* **Problem details**
"calm" is the word to look for; copy each line of the listing where it occurs.

* **Records for this exercise**
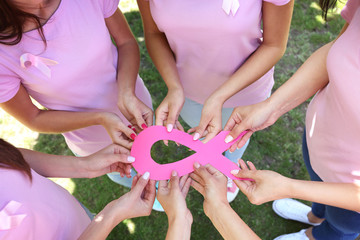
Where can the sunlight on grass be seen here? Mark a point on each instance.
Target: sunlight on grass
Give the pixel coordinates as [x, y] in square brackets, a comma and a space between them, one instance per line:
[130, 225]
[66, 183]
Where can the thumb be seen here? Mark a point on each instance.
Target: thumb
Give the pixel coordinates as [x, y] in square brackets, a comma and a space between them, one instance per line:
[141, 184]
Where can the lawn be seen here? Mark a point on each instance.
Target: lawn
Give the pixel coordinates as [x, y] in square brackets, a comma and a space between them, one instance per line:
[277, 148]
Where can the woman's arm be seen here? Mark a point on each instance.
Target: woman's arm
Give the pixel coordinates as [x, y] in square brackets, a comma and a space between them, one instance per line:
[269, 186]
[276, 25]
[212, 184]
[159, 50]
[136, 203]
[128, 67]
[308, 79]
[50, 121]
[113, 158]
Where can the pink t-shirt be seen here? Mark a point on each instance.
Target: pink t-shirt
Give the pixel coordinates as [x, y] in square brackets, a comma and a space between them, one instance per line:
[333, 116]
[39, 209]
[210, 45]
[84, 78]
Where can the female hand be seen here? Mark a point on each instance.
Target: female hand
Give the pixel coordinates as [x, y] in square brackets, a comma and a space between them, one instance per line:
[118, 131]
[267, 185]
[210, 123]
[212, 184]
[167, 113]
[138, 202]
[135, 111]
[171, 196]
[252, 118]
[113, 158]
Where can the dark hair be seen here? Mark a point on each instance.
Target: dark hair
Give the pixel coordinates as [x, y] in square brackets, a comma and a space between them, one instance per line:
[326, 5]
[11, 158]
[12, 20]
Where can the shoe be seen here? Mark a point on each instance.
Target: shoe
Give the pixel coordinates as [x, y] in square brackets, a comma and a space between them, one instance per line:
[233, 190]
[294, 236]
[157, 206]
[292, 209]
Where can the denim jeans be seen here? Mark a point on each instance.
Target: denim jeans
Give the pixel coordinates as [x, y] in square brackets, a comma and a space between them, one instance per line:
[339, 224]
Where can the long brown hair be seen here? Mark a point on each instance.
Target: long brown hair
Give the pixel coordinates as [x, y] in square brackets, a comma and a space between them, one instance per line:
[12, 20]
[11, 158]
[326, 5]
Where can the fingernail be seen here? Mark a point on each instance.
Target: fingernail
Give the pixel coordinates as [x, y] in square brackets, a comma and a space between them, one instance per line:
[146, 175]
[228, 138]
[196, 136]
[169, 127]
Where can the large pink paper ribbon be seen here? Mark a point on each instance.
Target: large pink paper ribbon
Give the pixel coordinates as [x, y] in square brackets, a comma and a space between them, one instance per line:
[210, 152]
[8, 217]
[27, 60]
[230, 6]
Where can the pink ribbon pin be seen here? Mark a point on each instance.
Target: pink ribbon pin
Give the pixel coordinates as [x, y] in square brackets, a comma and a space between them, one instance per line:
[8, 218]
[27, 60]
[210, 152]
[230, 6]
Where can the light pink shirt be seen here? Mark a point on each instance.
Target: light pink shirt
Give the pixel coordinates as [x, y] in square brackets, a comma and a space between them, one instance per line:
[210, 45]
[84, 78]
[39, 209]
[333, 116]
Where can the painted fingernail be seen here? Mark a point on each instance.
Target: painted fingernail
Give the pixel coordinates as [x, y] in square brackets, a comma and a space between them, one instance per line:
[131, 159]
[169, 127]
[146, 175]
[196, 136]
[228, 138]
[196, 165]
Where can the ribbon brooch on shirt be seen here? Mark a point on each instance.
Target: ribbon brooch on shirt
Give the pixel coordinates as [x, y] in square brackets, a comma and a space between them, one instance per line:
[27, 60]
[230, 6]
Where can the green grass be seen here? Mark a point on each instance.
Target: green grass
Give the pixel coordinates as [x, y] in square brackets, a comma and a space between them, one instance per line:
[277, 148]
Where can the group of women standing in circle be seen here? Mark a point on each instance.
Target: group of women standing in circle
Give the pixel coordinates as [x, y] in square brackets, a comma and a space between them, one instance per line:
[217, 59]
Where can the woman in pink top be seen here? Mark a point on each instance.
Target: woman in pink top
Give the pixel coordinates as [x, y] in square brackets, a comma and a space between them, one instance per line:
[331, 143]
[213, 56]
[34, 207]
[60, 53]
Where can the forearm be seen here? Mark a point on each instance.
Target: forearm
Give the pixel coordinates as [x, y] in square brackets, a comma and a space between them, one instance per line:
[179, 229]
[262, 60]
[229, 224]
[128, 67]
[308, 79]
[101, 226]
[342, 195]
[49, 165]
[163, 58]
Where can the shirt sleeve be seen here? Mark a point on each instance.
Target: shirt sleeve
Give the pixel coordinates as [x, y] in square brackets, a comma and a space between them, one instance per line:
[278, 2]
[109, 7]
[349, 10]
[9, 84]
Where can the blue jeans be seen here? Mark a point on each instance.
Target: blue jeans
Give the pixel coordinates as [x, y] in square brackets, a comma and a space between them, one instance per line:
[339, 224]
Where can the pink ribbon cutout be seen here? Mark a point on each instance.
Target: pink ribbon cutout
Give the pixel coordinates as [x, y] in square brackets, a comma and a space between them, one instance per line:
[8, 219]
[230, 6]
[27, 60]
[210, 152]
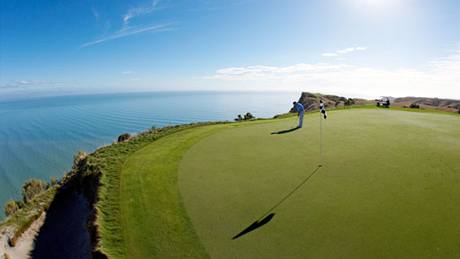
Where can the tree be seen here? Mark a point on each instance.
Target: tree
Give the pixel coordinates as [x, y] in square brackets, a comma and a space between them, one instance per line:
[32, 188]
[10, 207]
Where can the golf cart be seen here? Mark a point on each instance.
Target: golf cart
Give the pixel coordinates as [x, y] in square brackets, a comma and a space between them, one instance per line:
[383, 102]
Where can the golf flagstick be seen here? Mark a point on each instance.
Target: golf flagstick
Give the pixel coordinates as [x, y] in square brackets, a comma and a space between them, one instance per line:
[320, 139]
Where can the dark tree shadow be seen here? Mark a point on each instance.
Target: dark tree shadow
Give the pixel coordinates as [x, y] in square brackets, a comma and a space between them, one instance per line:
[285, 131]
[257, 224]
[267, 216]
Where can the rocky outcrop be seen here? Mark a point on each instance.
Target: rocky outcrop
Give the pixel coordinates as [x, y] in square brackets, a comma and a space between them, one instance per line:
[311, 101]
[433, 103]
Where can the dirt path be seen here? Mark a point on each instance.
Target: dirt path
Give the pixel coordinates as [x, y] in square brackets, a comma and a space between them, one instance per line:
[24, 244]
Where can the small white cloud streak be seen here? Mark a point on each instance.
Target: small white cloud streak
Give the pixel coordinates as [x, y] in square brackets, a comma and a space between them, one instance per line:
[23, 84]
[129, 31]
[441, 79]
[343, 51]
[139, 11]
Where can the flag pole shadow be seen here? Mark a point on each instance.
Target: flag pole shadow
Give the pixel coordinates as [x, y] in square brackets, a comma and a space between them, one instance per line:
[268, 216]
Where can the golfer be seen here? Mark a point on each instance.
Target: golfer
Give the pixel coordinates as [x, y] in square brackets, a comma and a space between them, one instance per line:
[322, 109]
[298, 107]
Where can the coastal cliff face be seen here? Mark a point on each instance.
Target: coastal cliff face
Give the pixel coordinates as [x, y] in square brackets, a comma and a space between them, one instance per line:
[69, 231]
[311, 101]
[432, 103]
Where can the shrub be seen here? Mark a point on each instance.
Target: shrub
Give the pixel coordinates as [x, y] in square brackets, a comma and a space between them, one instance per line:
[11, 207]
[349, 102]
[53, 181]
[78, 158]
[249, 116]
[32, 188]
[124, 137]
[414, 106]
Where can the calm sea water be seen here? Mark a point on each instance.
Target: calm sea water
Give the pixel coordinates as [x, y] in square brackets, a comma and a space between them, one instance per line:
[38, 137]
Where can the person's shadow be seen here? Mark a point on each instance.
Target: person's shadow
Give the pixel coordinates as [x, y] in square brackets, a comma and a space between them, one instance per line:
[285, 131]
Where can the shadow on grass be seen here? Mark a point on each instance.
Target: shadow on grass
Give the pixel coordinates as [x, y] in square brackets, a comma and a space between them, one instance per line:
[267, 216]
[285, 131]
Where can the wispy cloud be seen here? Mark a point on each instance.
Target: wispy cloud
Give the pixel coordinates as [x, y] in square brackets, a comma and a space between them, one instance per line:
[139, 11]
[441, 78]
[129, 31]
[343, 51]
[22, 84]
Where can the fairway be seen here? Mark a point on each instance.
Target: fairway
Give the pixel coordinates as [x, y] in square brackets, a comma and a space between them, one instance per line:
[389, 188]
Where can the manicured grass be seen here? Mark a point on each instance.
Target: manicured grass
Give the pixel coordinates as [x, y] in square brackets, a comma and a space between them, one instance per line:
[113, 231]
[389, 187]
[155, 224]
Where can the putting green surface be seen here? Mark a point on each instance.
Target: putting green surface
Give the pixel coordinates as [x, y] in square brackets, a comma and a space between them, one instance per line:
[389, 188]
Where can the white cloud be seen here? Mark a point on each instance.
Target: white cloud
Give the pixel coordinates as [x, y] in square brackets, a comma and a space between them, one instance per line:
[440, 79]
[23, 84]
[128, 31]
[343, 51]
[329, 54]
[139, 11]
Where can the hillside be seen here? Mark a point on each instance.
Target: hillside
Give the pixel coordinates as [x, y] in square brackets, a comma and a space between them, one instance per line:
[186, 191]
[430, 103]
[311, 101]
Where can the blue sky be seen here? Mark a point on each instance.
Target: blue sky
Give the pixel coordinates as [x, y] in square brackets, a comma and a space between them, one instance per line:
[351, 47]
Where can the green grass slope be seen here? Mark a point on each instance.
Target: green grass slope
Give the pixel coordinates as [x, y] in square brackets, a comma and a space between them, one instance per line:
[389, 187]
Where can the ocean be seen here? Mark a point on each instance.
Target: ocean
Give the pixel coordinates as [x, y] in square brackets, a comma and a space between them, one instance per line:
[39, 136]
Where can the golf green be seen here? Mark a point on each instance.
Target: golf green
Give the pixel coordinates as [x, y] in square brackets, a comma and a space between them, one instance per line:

* **Reply**
Where can the calm sea water be seen here? Mark a point on each instance.
Target: calm sea water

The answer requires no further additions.